**EXERCISE OBJECTIVE:** Reproduce the items from the line with "Where can the smiling" up to and including the line with "pixel 275 179", swapping "smiling mouth" for "grinning mouth" and leaving everything else unchanged.

**INFORMATION SHOWN:**

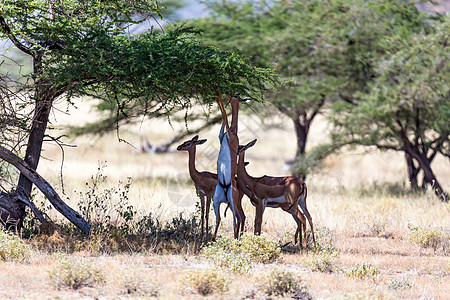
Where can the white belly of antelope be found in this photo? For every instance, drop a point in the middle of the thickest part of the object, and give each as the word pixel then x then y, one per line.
pixel 277 200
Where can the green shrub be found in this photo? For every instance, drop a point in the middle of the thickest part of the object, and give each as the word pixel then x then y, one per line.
pixel 430 237
pixel 283 283
pixel 13 248
pixel 74 274
pixel 207 282
pixel 259 248
pixel 238 255
pixel 363 271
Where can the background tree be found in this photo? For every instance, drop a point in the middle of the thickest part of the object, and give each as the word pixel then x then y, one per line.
pixel 408 106
pixel 325 51
pixel 80 48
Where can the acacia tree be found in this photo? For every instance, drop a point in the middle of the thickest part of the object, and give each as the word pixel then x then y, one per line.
pixel 80 48
pixel 408 106
pixel 325 50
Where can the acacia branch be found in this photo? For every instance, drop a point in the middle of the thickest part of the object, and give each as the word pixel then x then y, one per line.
pixel 13 39
pixel 46 189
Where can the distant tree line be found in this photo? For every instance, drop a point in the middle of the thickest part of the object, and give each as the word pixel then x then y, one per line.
pixel 378 70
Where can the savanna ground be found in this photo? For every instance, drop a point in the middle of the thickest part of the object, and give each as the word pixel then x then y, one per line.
pixel 379 241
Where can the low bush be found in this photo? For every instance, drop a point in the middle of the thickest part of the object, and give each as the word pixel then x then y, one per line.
pixel 238 255
pixel 74 274
pixel 399 284
pixel 363 271
pixel 430 237
pixel 13 248
pixel 282 283
pixel 207 282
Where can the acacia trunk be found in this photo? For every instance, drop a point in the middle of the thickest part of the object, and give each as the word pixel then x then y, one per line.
pixel 301 132
pixel 45 188
pixel 413 172
pixel 34 146
pixel 429 177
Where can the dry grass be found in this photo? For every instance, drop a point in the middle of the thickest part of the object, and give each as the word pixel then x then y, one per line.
pixel 352 196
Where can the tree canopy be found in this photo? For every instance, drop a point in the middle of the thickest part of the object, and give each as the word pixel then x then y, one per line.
pixel 325 51
pixel 407 107
pixel 81 48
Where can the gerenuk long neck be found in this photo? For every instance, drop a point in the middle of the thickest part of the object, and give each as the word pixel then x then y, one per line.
pixel 192 170
pixel 242 172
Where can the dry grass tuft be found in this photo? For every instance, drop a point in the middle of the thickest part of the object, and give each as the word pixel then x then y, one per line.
pixel 12 248
pixel 430 237
pixel 283 283
pixel 207 282
pixel 75 274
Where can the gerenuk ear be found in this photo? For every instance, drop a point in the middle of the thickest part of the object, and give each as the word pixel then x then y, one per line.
pixel 200 142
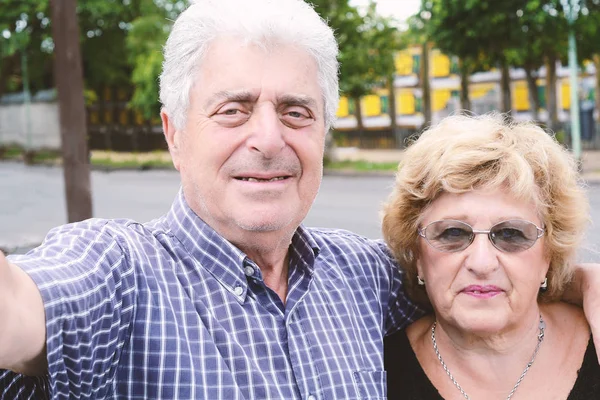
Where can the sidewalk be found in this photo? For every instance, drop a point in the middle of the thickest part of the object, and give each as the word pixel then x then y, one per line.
pixel 590 160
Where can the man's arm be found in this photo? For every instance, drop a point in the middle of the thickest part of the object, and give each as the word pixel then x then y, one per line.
pixel 23 326
pixel 585 290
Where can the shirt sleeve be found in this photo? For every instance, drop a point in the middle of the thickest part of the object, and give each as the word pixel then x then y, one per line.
pixel 401 310
pixel 88 288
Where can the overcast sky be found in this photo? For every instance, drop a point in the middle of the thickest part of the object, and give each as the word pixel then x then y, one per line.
pixel 399 9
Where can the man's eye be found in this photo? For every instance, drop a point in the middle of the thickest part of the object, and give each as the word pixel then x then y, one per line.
pixel 296 117
pixel 230 111
pixel 296 114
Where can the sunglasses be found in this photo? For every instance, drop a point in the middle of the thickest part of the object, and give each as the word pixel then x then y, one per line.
pixel 511 236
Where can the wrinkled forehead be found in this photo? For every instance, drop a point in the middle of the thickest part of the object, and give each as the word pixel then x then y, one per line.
pixel 466 202
pixel 233 64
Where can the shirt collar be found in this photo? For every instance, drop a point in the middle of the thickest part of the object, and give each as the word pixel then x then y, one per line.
pixel 220 257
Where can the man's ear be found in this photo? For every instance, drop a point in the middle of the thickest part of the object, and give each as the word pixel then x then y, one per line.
pixel 172 136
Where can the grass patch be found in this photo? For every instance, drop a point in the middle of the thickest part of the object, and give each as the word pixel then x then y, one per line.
pixel 131 163
pixel 361 165
pixel 40 156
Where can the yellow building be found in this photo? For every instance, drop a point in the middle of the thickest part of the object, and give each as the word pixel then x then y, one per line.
pixel 484 92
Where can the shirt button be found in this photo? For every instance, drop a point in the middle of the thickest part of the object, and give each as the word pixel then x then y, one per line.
pixel 238 290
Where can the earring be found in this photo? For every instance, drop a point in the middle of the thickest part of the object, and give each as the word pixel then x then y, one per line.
pixel 544 285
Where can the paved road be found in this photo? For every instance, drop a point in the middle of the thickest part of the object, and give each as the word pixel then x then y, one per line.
pixel 32 202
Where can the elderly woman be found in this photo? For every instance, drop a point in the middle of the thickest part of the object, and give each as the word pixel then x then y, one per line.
pixel 485 219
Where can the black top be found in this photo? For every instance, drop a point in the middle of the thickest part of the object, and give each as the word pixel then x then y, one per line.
pixel 406 380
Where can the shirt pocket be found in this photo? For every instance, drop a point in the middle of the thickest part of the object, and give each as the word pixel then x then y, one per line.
pixel 370 385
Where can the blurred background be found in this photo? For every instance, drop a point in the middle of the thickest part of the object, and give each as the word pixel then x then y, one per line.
pixel 405 64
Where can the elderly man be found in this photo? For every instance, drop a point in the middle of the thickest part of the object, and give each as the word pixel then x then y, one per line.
pixel 226 296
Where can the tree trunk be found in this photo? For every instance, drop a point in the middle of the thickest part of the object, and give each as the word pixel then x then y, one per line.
pixel 534 97
pixel 596 59
pixel 69 83
pixel 551 101
pixel 7 67
pixel 425 86
pixel 358 114
pixel 465 99
pixel 392 112
pixel 506 99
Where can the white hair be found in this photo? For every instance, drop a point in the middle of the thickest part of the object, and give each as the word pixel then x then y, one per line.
pixel 259 22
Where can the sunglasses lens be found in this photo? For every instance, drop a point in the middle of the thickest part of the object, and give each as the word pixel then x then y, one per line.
pixel 514 236
pixel 449 235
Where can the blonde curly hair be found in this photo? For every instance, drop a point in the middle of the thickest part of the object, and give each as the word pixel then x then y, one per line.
pixel 464 153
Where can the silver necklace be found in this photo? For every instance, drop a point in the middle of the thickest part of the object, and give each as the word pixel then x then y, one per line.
pixel 542 327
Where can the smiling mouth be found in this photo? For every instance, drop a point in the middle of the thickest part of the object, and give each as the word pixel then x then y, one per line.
pixel 275 179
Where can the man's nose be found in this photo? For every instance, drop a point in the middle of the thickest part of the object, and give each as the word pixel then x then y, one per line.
pixel 482 256
pixel 266 132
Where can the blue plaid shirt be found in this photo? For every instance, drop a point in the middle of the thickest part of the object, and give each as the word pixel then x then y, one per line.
pixel 171 310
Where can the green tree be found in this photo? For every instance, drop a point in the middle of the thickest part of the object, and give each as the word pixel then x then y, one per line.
pixel 367 46
pixel 478 32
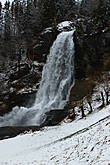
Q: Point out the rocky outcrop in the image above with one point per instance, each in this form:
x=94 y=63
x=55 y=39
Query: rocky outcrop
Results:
x=45 y=40
x=54 y=117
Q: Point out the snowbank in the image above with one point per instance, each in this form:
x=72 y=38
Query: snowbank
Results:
x=85 y=141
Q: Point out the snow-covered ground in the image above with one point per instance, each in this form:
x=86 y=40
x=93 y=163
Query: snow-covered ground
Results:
x=85 y=141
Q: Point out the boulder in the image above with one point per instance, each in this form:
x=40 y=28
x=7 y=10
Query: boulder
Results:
x=54 y=117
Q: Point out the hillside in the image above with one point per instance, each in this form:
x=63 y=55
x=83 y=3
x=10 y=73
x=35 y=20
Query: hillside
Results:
x=85 y=141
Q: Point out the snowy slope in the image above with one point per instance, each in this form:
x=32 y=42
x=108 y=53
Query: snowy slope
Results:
x=85 y=141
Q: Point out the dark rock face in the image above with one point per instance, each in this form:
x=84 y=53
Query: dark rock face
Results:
x=44 y=42
x=19 y=88
x=54 y=117
x=88 y=6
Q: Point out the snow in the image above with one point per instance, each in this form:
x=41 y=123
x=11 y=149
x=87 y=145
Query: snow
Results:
x=85 y=141
x=65 y=24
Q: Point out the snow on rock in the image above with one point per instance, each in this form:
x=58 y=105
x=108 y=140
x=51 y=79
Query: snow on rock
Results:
x=66 y=24
x=85 y=141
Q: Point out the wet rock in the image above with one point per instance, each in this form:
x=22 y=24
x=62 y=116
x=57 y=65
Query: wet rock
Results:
x=54 y=117
x=10 y=132
x=40 y=51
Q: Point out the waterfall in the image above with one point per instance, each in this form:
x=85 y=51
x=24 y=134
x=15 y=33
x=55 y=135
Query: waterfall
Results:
x=53 y=93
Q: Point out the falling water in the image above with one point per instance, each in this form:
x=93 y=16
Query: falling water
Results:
x=53 y=93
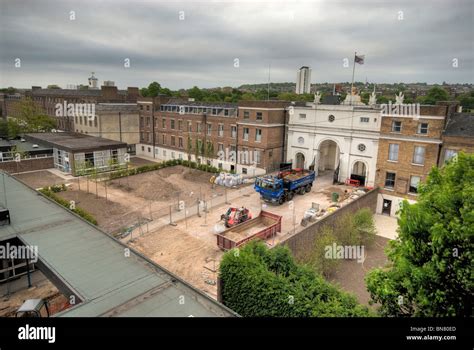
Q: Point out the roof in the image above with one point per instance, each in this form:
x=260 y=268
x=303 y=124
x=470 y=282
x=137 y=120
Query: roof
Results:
x=71 y=92
x=117 y=107
x=74 y=142
x=460 y=124
x=181 y=102
x=94 y=265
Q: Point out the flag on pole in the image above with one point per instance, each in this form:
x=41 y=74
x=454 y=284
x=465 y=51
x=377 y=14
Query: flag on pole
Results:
x=359 y=59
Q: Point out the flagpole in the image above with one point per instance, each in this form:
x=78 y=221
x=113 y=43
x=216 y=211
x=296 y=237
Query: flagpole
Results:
x=353 y=71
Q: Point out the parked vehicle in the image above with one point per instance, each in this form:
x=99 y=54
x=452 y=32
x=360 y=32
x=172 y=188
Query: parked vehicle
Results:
x=235 y=216
x=264 y=226
x=282 y=187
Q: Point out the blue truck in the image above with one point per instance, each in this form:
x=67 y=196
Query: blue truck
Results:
x=282 y=187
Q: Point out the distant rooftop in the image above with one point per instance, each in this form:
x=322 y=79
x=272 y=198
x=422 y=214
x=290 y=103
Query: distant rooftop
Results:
x=73 y=142
x=460 y=124
x=84 y=261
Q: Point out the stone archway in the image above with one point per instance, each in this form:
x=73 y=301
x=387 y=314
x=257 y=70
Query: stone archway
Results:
x=300 y=159
x=329 y=154
x=359 y=172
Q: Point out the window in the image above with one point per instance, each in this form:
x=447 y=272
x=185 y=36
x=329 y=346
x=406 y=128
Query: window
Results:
x=423 y=128
x=448 y=154
x=393 y=152
x=390 y=180
x=396 y=126
x=414 y=182
x=246 y=134
x=258 y=156
x=419 y=155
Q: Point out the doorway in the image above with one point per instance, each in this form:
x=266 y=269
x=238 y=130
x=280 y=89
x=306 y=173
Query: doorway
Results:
x=387 y=207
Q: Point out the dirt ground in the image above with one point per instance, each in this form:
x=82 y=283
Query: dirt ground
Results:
x=350 y=274
x=183 y=255
x=42 y=290
x=168 y=185
x=40 y=179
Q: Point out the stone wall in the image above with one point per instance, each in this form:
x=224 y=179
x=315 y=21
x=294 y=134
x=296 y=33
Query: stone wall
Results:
x=301 y=243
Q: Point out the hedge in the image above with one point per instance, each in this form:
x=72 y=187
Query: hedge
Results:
x=162 y=165
x=81 y=212
x=261 y=282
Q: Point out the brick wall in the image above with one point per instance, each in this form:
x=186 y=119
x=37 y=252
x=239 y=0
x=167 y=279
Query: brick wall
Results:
x=27 y=165
x=302 y=242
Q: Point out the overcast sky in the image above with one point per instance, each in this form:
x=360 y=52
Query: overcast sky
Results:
x=202 y=48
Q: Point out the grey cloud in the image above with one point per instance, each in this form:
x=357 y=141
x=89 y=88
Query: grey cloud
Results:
x=200 y=50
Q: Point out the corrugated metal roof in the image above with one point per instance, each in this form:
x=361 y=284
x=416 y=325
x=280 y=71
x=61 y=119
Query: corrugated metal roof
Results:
x=95 y=266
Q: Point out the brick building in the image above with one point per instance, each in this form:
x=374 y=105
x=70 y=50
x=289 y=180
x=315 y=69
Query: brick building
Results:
x=246 y=138
x=458 y=136
x=113 y=121
x=48 y=99
x=409 y=146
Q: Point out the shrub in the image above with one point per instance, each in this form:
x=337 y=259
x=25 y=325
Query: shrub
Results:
x=259 y=282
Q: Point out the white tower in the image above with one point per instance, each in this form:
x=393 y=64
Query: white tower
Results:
x=303 y=80
x=93 y=82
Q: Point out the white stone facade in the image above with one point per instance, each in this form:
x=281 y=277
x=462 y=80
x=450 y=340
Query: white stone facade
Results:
x=332 y=136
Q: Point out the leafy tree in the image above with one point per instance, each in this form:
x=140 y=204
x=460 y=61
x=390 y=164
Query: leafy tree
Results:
x=195 y=93
x=467 y=101
x=261 y=282
x=434 y=95
x=430 y=271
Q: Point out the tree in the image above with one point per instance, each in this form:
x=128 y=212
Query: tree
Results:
x=261 y=282
x=430 y=271
x=195 y=93
x=434 y=95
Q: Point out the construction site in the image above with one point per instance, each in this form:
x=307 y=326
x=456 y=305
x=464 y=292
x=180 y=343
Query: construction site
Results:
x=181 y=221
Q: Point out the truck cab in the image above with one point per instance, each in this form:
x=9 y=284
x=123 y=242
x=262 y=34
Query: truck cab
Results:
x=282 y=187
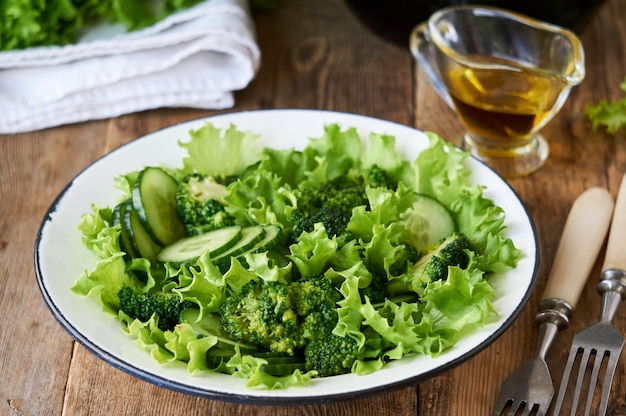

**EXERCISE RESULT:**
Where can the grinning mouth be found in this photo? For every instance, drop a point in the middle of the thickest part of the object, and give each as the word pixel then x then y, one per line.
pixel 275 179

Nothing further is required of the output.